Exercise: Give the data again in full, without pictures.

Excerpted records:
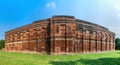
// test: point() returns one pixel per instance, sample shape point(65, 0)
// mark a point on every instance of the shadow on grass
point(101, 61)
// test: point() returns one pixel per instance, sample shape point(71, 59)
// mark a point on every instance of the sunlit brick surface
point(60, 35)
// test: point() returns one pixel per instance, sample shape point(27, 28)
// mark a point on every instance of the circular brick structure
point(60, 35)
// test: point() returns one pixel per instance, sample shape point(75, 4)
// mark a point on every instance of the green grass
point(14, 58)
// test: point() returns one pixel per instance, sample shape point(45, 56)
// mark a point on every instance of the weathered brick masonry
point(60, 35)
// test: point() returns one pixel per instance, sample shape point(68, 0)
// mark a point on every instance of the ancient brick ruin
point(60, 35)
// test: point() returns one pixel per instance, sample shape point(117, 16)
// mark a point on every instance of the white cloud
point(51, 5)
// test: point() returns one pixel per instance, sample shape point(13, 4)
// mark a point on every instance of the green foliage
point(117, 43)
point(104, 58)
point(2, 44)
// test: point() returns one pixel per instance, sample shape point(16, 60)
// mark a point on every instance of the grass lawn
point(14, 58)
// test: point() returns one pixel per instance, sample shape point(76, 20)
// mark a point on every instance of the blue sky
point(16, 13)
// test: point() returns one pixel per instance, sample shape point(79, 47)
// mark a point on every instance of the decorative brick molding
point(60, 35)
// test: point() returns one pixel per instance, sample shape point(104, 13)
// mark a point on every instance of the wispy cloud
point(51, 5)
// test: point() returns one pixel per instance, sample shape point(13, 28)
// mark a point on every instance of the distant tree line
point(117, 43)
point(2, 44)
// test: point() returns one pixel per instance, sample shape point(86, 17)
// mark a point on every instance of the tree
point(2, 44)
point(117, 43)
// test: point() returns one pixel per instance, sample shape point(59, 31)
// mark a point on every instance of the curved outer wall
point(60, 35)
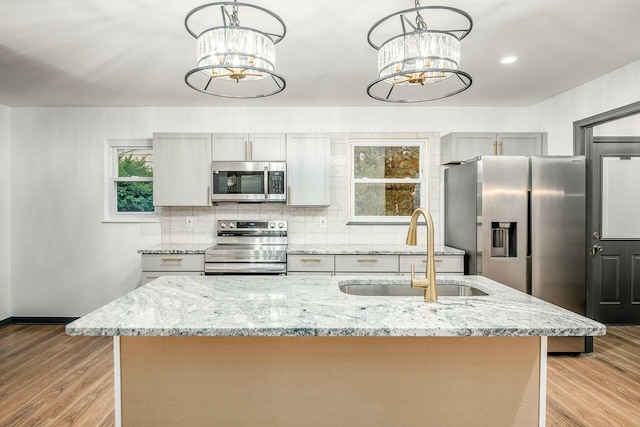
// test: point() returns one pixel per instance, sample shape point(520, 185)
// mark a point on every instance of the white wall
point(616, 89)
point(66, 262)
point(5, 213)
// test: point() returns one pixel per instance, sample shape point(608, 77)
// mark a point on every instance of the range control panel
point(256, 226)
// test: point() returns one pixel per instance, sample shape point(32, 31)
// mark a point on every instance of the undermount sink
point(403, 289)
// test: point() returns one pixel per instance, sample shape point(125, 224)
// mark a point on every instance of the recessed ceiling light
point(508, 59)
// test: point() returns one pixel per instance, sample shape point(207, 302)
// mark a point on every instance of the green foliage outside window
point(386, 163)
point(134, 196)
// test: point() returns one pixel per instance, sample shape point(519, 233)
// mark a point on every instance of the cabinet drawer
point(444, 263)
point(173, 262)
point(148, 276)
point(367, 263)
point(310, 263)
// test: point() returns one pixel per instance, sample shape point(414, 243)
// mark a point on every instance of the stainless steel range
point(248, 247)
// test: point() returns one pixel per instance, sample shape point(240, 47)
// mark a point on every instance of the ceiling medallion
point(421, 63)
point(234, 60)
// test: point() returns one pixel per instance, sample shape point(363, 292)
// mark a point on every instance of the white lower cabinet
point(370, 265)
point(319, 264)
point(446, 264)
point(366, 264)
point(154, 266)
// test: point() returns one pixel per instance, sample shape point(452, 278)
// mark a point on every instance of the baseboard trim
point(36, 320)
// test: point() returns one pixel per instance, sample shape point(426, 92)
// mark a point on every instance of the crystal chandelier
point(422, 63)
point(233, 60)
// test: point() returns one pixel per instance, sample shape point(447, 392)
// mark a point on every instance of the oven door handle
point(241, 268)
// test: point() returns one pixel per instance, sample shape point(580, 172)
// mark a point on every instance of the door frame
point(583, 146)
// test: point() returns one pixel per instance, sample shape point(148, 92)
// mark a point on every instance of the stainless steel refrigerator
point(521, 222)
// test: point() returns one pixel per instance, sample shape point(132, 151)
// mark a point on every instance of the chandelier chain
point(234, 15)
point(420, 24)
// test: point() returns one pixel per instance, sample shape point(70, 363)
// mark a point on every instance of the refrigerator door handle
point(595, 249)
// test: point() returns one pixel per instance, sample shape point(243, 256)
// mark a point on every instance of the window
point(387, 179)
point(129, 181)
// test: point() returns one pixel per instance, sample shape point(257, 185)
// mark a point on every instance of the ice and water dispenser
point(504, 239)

Written answer:
// test: point() returns one pixel per instance, sample shape point(65, 0)
// mark a point on every instance of the shadow on grass
point(101, 61)
// test: point() returns one pixel per instance, sample shape point(71, 59)
// mark a point on every instance of the sunlit brick surface
point(60, 35)
// test: point() returns one pixel per instance, sample shape point(27, 28)
// mark a point on every instance of the circular brick structure
point(60, 35)
// test: point() returns one pixel per instance, sample shape point(75, 4)
// mark a point on every instance of the green grass
point(14, 58)
// test: point() returns one pixel per instance, sample shape point(45, 56)
// mark a point on every instance of the weathered brick masonry
point(60, 35)
// test: point() returns one pixel per instance, sample shape point(68, 0)
// mark a point on every instance of the ancient brick ruin
point(60, 35)
// test: point() returns one pixel per instance, sample shape point(117, 16)
// mark a point on every instance of the white cloud
point(51, 5)
// test: point() returns one pixel per instance, sample shape point(13, 4)
// mark a point on every instance of the green foliage
point(117, 43)
point(104, 58)
point(2, 44)
// test: point() returns one pixel per instance, sample shape point(16, 60)
// mark a point on every instance of the grass lawn
point(14, 58)
// test: point() returns one pixel per instance, sample shape point(76, 20)
// mark a point on every instance of the blue sky
point(16, 13)
// test: point() returns one pixel per instance, sample shape point(79, 47)
// mark a point on every instance of the decorative brick molding
point(60, 35)
// test: point() returns one pixel per instance, sample shape point(104, 13)
// mark a point on every instance of the wispy cloud
point(51, 5)
// test: point() returns one pixel per instance, sample shape point(13, 28)
// mark a point on every instance of the distant tree line
point(117, 43)
point(2, 44)
// test: point() returns one pixel per instance, sample shape point(86, 17)
// mark a point on every instance of the tree
point(2, 44)
point(117, 43)
// test: point() returns one pixel per instance, sample shape point(59, 31)
// mark a point on every instance of the curved outer wall
point(60, 35)
// test: point() returns one pixel per instance, sample shape point(520, 185)
// mark a point on every instance of the white wall
point(616, 89)
point(66, 262)
point(5, 213)
// test: point() returns one pixel per instance, sample shape point(608, 77)
// mark a point on every instance of the range control panel
point(256, 226)
// test: point() returns one pixel per instance, sample shape point(32, 31)
// mark a point on every instance of the undermount sink
point(403, 289)
// test: point() returns one pixel per instance, sample shape point(125, 224)
// mark a point on every instance of the recessed ceiling light
point(508, 59)
// test: point() returns one pixel per instance, sample shape point(207, 302)
// mark a point on every instance of the green foliage outside window
point(386, 163)
point(134, 196)
// test: point() returns one pixel per instance, sample shape point(519, 233)
// mark a point on every instance of the cabinet drawer
point(444, 263)
point(173, 262)
point(148, 276)
point(367, 263)
point(310, 263)
// test: point() returns one pixel per instance, sample shape point(414, 243)
// mark a point on every instance of the stainless steel range
point(248, 247)
// test: point() returns one pixel per instance, sample shape point(240, 47)
// mark a point on every instance of the ceiling medallion
point(421, 63)
point(234, 60)
// test: point() returns one pixel per instance, sample shape point(363, 292)
// mark a point on every instance of the white lower cabinet
point(370, 265)
point(319, 264)
point(446, 264)
point(366, 264)
point(154, 266)
// test: point() returns one pixel per instance, sample shape point(452, 278)
// mark a point on every instance of the baseboard trim
point(36, 320)
// test: point() returns one pixel per instance, sample shape point(426, 92)
// mark a point on every instance of the crystal chandelier
point(422, 63)
point(233, 60)
// test: point() returns one pixel per instance, sample shape point(447, 392)
// mark a point on every instance of the oven door handle
point(241, 268)
// test: point() returns one pixel per instance, sample shape point(580, 172)
// mark a point on every instance of the door frame
point(583, 146)
// test: point() returns one pixel per instance, sample shape point(148, 92)
// mark a point on every instance of the stainless steel refrigerator
point(521, 222)
// test: point() returns one pixel per instance, sample shape point(132, 151)
// mark a point on every instance of the chandelier chain
point(234, 15)
point(420, 24)
// test: point() returns one pixel per instance, sample shape point(70, 363)
// mark a point on every instance of the refrigerator door handle
point(595, 249)
// test: point() returns one pixel per instance, sample shape point(243, 256)
// mark a point on every instance of the window
point(387, 179)
point(129, 181)
// test: point() returns one pixel per instance, sample shape point(257, 185)
// mark a point on every instance of the ice and water dispenser
point(504, 239)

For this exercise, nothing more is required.